What is asked: Take the line containing "of the beaded" and every line after it in the data below, and print them exactly as given, with nothing else.

■ ■ ■ ■ ■

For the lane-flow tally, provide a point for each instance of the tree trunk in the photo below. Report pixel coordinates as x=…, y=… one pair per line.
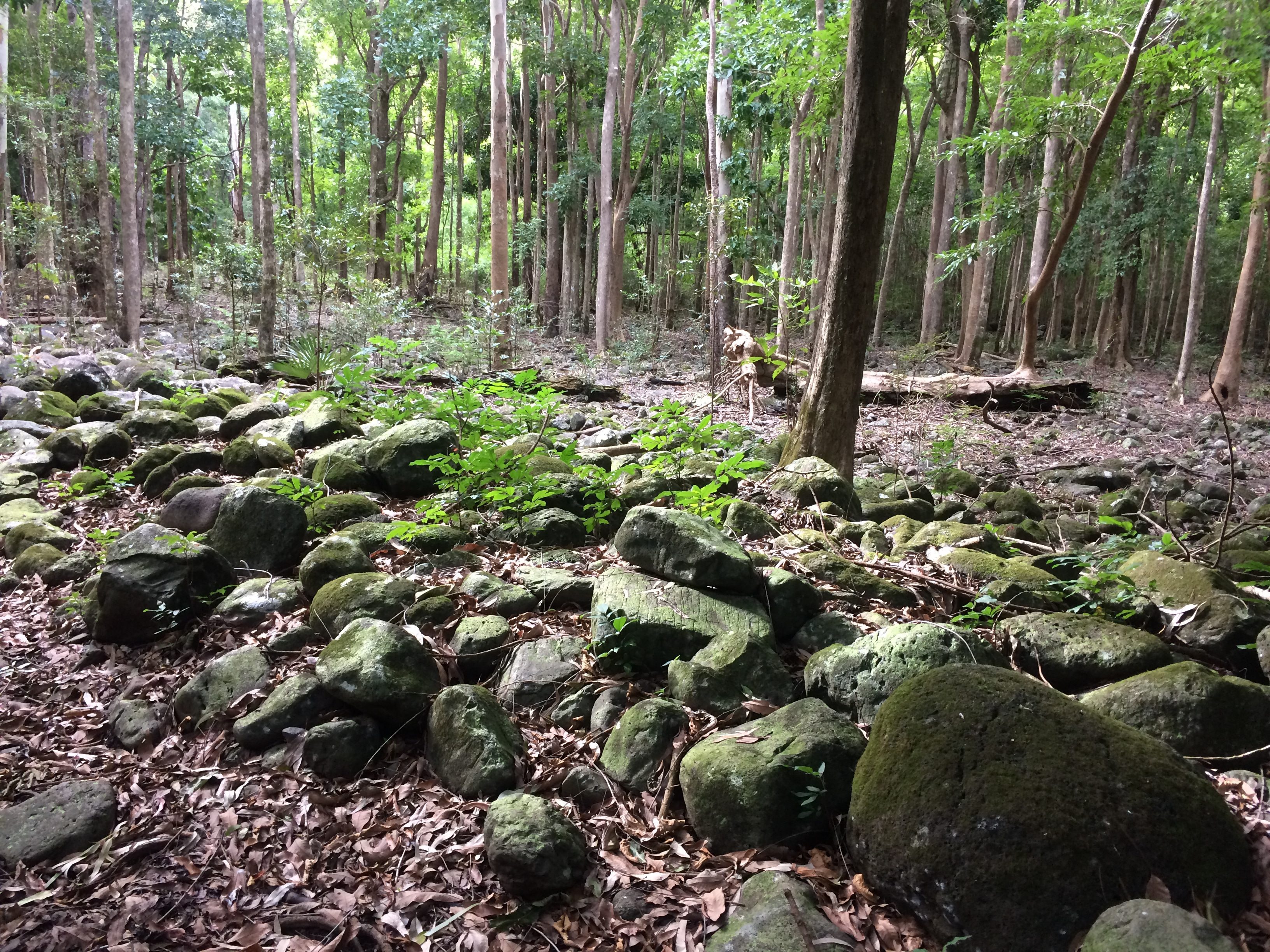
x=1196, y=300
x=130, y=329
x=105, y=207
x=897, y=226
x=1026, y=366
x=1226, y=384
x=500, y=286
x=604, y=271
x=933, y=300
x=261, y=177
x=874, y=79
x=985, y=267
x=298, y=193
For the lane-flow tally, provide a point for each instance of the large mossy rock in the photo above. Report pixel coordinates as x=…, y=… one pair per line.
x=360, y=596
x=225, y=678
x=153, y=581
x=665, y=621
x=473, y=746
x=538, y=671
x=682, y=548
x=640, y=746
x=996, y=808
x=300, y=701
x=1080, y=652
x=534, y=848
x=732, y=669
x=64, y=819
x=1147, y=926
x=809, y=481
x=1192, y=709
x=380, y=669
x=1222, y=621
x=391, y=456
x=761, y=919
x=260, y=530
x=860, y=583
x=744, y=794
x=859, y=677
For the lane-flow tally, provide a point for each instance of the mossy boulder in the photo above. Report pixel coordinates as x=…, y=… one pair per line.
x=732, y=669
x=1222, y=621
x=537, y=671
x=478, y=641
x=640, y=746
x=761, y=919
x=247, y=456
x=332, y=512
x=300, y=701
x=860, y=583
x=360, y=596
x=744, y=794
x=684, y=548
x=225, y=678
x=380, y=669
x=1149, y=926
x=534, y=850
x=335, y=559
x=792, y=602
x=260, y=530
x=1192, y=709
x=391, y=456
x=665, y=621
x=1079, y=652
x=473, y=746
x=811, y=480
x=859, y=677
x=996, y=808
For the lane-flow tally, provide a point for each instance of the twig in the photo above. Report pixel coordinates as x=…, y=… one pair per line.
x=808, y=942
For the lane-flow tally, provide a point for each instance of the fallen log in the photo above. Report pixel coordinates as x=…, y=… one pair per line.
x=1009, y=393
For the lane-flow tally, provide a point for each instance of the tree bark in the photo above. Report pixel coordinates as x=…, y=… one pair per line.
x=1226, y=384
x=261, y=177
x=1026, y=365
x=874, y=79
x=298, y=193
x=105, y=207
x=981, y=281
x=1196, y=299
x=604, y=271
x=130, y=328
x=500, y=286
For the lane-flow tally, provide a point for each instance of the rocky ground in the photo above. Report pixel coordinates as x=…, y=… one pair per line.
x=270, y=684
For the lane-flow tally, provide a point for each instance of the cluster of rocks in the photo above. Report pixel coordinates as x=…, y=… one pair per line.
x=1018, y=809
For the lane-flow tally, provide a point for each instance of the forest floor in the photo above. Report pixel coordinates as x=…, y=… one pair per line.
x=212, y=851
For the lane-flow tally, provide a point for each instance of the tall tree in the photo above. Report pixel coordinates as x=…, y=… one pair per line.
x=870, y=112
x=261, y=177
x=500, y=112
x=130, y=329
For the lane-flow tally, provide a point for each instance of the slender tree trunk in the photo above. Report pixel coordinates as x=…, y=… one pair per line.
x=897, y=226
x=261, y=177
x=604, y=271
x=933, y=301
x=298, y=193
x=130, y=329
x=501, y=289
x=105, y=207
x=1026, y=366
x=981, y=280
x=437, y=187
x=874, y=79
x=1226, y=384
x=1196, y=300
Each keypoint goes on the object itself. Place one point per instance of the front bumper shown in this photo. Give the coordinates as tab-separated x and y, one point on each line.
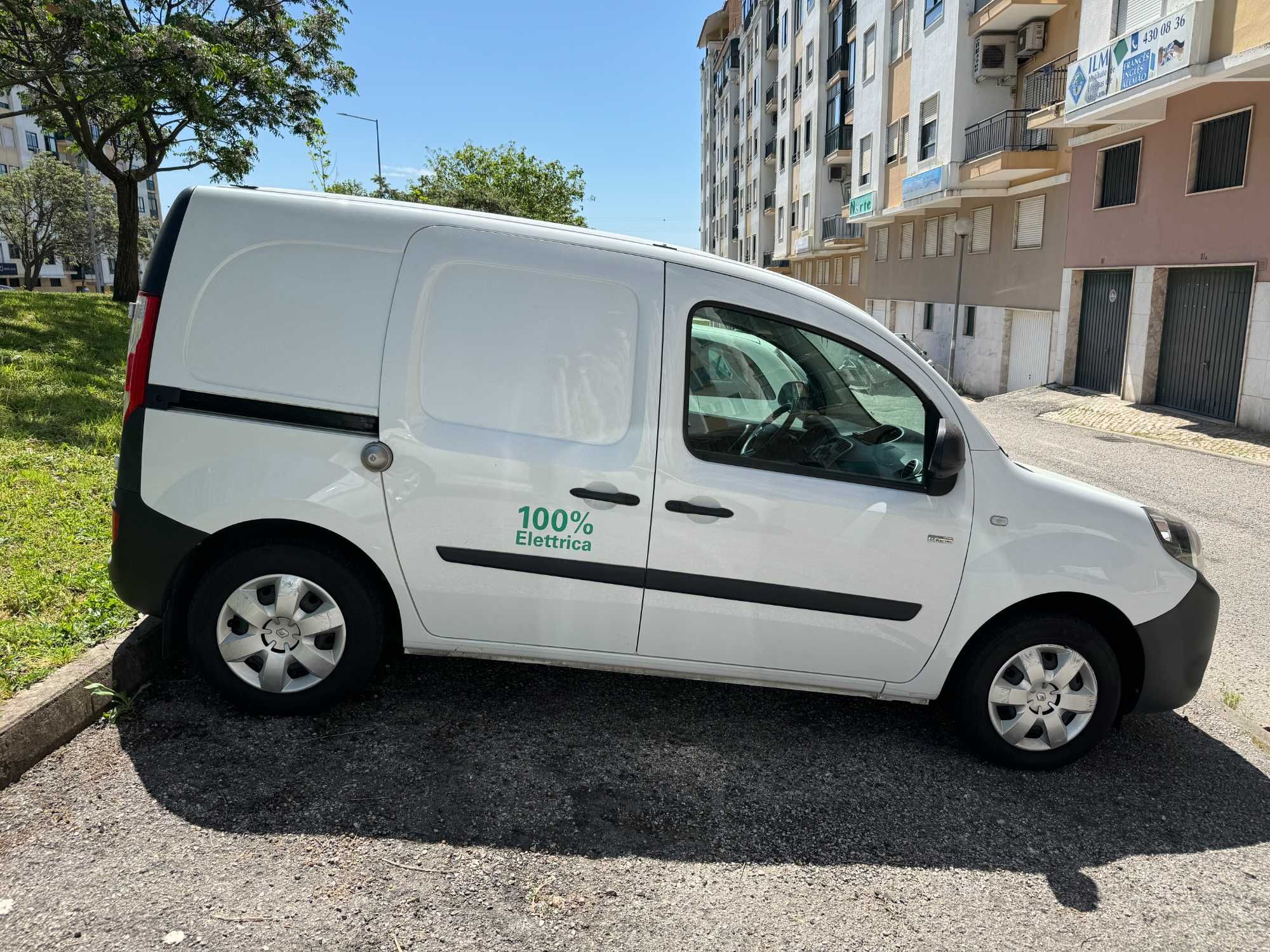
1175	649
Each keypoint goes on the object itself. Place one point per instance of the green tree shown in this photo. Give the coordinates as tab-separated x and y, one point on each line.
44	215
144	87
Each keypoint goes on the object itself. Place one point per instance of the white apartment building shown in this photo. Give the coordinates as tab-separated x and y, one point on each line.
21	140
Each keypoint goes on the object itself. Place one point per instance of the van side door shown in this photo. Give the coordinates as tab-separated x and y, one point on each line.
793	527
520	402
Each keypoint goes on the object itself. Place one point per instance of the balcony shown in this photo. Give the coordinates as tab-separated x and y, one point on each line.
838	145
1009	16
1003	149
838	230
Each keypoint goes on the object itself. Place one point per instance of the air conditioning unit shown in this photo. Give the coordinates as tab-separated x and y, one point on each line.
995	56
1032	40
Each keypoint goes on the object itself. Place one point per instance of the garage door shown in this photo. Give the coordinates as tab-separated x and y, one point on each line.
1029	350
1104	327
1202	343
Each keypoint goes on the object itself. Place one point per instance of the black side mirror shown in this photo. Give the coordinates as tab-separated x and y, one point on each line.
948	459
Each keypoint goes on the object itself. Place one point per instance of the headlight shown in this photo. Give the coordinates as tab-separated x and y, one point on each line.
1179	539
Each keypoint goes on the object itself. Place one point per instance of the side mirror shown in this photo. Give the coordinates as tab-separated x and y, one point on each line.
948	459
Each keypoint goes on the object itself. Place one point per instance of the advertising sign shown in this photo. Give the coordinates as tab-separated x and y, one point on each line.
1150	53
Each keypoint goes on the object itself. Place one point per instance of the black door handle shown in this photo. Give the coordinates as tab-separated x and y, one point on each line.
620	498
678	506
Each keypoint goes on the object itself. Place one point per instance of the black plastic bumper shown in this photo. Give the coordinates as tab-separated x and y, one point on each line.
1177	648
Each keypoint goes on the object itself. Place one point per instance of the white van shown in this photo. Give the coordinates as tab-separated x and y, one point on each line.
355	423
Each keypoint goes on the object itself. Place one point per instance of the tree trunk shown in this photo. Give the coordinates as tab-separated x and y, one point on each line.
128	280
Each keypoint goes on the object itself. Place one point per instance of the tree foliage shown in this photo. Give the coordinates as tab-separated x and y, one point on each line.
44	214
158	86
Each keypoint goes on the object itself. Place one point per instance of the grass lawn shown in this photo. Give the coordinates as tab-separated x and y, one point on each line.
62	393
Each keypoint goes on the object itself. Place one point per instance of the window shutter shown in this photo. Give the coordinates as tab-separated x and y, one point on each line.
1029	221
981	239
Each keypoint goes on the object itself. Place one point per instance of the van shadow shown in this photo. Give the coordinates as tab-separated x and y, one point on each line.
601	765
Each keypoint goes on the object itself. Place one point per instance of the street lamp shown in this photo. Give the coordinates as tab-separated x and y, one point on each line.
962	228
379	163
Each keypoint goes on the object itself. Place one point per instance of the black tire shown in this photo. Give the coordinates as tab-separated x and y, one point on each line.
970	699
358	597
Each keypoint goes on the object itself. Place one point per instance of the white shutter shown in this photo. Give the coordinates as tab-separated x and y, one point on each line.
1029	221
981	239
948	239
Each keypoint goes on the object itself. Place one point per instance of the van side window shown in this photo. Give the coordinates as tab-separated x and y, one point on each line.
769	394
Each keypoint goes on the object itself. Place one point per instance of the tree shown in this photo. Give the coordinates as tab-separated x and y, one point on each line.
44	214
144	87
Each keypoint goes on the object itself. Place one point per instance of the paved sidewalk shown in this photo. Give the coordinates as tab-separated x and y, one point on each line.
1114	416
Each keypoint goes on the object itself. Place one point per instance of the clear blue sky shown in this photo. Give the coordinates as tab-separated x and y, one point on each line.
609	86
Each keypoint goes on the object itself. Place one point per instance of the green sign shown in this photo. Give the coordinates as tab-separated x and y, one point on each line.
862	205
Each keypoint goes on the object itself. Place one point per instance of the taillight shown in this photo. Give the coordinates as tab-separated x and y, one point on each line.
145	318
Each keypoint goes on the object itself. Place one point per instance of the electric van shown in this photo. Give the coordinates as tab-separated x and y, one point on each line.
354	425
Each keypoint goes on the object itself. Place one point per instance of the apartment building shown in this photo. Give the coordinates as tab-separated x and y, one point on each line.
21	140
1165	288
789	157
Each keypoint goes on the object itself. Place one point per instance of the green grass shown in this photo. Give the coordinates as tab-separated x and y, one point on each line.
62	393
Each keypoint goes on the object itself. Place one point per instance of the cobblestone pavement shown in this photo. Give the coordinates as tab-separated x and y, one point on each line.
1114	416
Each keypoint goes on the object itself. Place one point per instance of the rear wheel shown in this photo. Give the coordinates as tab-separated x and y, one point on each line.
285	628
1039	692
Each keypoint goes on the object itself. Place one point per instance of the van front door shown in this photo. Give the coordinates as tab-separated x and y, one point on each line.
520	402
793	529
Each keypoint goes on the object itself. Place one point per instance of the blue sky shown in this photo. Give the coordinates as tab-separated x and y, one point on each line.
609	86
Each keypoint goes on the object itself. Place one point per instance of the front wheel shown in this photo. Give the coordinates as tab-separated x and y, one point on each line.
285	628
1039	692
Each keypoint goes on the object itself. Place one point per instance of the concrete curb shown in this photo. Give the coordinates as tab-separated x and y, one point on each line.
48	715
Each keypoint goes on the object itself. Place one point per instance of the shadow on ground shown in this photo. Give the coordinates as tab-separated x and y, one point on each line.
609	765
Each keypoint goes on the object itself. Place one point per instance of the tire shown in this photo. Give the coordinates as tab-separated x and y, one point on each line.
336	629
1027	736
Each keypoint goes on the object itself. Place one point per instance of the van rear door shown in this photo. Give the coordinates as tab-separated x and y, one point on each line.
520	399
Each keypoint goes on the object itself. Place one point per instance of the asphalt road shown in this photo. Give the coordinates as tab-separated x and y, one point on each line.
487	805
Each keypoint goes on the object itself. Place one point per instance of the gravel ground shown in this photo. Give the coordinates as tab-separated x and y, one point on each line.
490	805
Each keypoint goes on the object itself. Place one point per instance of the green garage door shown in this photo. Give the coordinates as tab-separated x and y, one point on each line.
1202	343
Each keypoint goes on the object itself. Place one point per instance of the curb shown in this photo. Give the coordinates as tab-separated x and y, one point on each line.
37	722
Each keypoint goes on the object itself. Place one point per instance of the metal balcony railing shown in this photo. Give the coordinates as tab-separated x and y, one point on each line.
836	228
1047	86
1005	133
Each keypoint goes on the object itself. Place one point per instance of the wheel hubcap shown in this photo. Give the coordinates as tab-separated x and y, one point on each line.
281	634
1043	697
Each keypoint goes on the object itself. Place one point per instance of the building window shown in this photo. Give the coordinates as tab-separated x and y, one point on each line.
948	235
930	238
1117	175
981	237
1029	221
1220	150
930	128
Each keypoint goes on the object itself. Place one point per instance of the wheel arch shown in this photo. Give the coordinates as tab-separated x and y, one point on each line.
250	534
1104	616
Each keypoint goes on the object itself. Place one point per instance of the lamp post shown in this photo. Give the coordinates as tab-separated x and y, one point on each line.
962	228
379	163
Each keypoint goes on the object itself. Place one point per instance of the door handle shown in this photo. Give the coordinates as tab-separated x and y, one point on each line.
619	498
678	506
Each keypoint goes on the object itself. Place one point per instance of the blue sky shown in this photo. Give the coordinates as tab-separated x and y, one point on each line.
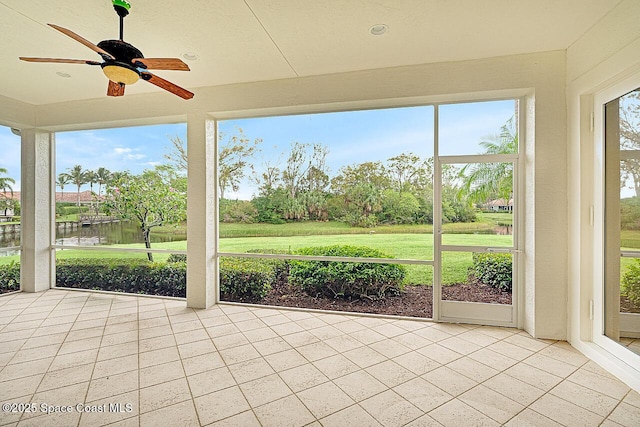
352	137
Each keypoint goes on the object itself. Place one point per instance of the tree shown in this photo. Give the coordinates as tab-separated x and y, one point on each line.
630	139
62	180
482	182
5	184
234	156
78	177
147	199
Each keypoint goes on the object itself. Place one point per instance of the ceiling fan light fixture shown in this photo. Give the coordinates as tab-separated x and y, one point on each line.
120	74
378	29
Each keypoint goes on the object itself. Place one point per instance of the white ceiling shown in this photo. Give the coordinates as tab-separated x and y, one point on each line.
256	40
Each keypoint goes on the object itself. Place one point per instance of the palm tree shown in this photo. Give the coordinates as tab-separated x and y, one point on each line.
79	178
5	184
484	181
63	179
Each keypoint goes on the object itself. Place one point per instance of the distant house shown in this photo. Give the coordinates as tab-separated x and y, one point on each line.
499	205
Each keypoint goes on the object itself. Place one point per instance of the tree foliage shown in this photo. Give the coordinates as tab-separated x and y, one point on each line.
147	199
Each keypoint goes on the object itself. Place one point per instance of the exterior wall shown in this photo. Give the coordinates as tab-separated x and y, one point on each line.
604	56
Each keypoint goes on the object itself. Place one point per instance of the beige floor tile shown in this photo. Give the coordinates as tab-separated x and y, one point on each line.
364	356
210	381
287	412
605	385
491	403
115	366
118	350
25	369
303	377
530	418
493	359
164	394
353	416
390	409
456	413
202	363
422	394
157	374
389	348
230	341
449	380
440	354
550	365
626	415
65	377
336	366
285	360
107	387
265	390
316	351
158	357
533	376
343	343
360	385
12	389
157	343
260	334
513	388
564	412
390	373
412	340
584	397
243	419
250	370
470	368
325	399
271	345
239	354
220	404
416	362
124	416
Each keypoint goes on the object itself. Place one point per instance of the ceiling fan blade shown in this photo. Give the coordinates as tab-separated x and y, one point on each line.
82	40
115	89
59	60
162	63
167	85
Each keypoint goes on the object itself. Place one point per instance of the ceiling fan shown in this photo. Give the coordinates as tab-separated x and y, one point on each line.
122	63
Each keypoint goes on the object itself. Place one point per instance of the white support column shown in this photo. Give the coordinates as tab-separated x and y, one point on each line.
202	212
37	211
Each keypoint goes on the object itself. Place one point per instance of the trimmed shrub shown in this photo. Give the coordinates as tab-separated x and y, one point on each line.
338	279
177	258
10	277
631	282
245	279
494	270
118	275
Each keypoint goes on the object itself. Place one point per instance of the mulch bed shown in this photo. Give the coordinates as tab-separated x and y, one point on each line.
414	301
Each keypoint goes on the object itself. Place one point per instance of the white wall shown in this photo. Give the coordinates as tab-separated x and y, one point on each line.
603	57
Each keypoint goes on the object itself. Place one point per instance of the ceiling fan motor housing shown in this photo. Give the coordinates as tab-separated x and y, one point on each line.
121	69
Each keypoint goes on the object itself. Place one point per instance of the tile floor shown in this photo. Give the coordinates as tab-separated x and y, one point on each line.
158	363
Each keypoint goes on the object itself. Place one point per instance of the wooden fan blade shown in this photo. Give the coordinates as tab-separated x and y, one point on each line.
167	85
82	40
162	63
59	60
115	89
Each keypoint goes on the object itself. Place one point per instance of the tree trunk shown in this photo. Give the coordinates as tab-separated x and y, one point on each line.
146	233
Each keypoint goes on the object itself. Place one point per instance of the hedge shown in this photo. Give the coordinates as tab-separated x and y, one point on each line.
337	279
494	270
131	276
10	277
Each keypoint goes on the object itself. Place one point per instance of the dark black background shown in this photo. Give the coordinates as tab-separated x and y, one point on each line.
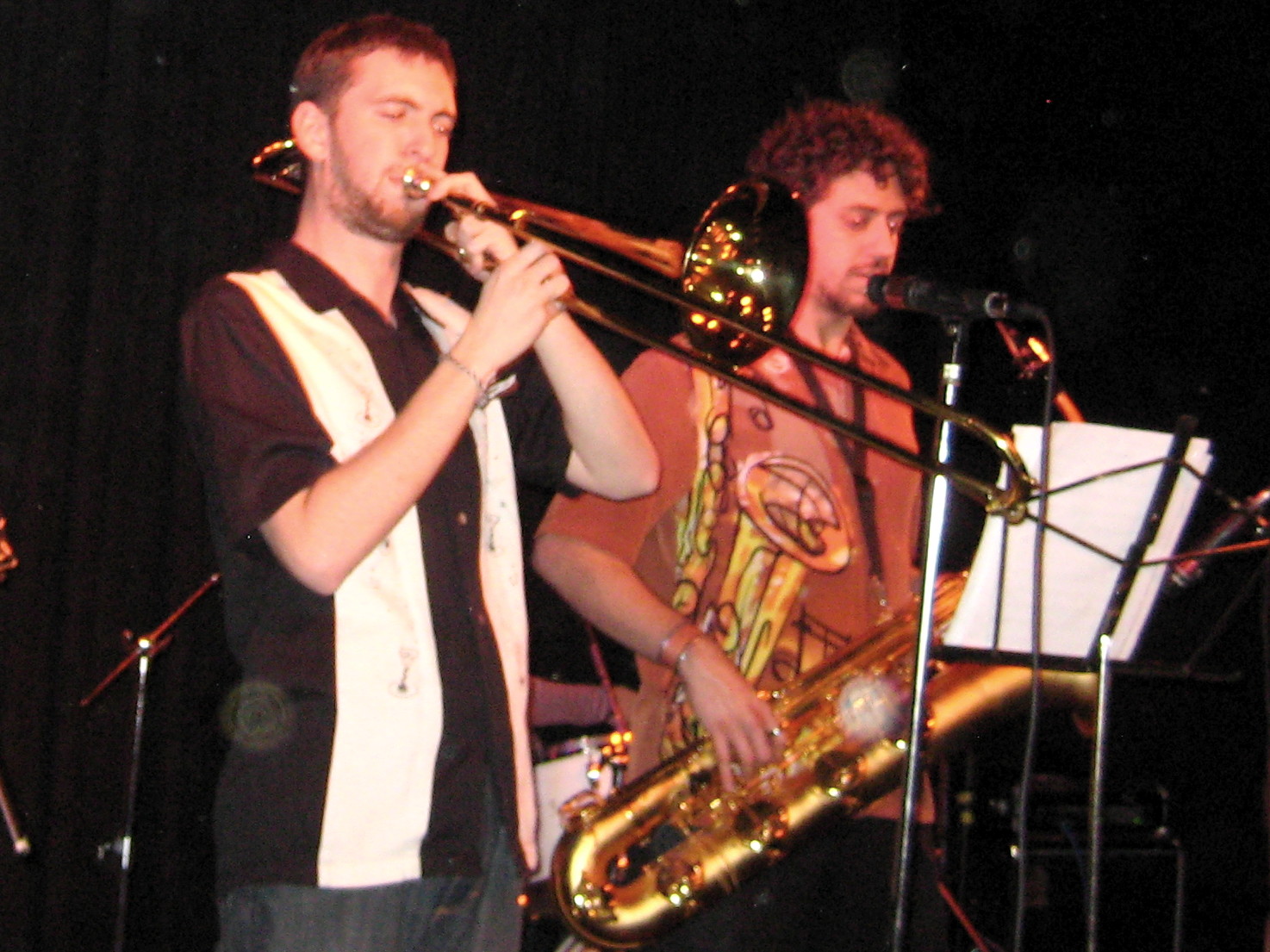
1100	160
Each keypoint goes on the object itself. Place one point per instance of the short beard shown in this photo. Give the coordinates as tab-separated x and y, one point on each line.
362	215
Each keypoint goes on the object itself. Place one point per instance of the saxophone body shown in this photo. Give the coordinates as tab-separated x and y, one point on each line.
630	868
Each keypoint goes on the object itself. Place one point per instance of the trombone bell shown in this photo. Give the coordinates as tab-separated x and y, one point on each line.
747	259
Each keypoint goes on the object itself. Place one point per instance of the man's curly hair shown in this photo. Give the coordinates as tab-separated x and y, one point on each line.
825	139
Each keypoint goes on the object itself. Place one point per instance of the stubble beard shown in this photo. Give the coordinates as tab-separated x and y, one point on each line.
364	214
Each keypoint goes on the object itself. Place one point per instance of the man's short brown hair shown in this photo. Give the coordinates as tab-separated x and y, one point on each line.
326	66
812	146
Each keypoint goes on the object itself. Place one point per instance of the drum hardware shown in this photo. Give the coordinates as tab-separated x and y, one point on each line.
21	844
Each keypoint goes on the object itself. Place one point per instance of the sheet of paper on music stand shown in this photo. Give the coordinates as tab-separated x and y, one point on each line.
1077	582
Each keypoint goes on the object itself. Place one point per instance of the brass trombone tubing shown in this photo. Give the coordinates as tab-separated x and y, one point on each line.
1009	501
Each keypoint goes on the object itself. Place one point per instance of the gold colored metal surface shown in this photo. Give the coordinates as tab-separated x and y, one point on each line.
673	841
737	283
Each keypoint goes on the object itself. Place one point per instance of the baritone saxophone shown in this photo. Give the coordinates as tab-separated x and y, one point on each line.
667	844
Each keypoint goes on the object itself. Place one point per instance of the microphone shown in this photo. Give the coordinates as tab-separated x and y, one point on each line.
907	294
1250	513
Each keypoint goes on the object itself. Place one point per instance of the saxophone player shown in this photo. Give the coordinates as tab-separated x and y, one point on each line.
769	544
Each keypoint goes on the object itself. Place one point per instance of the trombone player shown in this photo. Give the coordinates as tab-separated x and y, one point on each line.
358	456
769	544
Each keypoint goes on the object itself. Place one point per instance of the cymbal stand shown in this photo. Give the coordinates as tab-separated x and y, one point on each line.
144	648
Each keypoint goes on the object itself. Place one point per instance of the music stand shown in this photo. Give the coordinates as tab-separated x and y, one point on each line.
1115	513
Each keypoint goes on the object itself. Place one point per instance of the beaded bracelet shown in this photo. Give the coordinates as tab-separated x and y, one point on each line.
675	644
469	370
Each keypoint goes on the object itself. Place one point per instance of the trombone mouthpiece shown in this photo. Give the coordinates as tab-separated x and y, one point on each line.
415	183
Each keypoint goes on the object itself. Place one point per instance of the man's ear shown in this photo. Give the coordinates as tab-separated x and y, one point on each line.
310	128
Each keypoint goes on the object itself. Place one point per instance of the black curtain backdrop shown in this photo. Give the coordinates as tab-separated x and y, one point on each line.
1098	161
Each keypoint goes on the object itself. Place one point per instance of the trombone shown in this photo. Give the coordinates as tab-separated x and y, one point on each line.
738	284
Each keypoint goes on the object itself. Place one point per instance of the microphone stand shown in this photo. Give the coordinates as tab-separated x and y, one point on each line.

■ ■ ■ ■ ■

Correct result:
Each keypoint goes on the object itself. Place one point per instance of the beaded bracelet shown in this photo. Give the coordinates as tab-separated x and y, one point on each line.
675	644
469	370
Each keypoint goes on the object itself. Place one point per instance of the trombone mouthpiece shown in this photo. Give the coordinates as tab-separated x and y, one point on each line.
415	183
Each keypoint goes on the object itself. Place one point per instance of the man's ear shown in this photo. Give the coordinates as tab-separated x and y, one point on each line.
310	128
Each keypoint goes on the object itself. Place one point per instance of the black curtain backdrop shown in this photo. Give the coordinates as tab-separated x and y, one point on each line.
1098	161
Each keypoint goes on the object itself. Place one point per instance of the trombone shown in this photo. Give the coordinates as tab-separated x and y, one point on each line.
738	284
Each keypoint goes on the object itself. Place one point per instance of the microphone stand shown in this photo. Give the coordinates as tab-separated x and y, one point on each line.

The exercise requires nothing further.